* Exercise: Your job is to return every line in the data holding the string "marking".

* Referring expression pointing data:
################

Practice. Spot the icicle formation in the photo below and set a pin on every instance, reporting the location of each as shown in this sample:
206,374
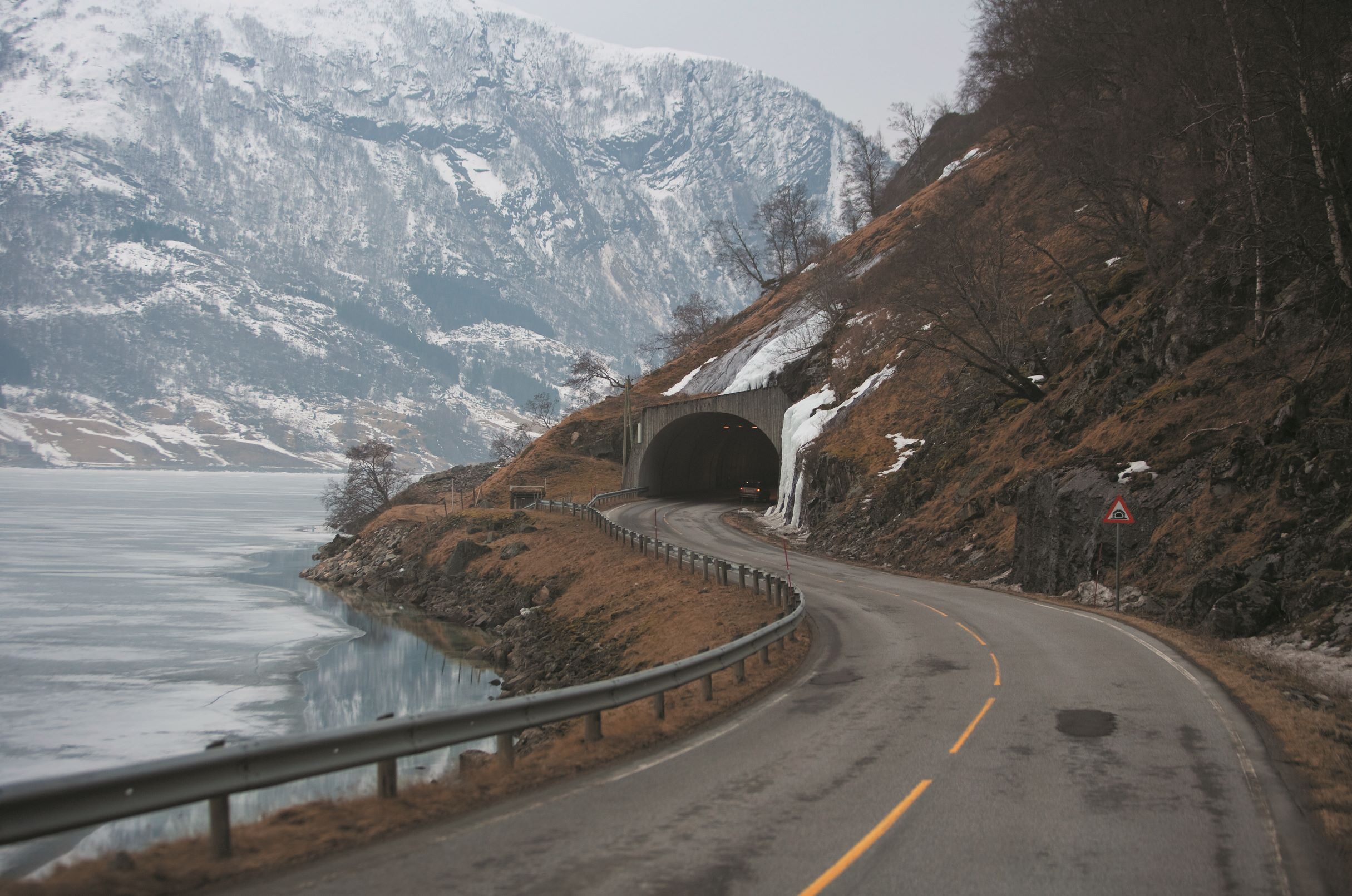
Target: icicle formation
803,422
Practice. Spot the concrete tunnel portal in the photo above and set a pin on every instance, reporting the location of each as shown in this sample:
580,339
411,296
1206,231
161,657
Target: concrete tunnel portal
716,444
709,453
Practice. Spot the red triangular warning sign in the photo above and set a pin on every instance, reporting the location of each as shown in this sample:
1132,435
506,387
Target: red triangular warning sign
1117,513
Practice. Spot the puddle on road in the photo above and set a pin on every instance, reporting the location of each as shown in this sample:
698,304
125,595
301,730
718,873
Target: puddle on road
1086,724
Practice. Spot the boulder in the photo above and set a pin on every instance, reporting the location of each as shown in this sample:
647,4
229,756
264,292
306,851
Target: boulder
461,556
1243,612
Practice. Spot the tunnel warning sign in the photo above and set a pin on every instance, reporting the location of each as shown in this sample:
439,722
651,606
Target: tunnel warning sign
1117,513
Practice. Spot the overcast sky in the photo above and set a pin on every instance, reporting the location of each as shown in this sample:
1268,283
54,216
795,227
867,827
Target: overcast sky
856,56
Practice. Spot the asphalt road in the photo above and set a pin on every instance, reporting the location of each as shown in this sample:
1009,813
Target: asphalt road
939,740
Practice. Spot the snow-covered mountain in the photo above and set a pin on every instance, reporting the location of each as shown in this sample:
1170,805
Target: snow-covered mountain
246,231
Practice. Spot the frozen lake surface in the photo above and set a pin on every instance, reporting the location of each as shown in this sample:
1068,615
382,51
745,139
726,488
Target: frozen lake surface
145,614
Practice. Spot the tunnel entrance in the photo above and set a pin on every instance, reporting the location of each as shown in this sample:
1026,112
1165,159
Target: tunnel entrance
709,452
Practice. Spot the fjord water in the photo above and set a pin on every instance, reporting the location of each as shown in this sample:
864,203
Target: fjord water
146,614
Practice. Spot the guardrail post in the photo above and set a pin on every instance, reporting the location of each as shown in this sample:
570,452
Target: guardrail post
219,807
387,771
706,684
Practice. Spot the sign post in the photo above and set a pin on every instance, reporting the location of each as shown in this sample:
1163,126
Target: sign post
1118,515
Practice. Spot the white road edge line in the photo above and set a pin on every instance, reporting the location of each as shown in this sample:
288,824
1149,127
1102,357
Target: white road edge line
1251,778
713,736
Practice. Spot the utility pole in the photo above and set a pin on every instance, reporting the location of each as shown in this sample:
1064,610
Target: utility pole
624,451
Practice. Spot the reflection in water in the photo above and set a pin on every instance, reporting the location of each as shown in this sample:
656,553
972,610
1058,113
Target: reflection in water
390,660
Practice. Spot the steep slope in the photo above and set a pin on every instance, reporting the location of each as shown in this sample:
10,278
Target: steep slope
244,233
1232,457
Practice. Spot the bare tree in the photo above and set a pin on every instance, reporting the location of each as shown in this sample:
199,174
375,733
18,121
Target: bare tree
590,370
691,319
867,171
542,409
510,444
913,126
832,294
791,225
736,249
966,302
372,482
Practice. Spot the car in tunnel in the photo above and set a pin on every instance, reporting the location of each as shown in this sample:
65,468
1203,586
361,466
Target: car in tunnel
755,492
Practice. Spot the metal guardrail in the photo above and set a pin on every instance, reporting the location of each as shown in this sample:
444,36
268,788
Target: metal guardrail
610,496
51,806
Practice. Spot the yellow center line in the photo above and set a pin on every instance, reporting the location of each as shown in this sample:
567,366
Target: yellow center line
971,727
859,849
971,633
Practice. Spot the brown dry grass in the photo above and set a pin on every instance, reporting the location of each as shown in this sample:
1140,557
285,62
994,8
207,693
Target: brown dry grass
656,611
1315,740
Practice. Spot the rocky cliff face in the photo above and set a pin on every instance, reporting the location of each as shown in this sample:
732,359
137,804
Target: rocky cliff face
1235,457
245,233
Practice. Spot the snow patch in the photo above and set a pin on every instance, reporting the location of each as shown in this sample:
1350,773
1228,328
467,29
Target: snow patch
1132,469
973,155
779,352
904,451
686,379
803,422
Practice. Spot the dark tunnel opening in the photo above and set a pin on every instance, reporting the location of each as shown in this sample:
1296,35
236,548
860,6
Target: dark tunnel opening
709,453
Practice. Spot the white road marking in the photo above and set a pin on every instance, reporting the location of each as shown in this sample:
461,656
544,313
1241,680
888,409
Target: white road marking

################

* Result of this task:
Practice. Spot the white road marking in the photo above and set a pin on every instance, reporting the location of each as shown in this sample:
Target: white road marking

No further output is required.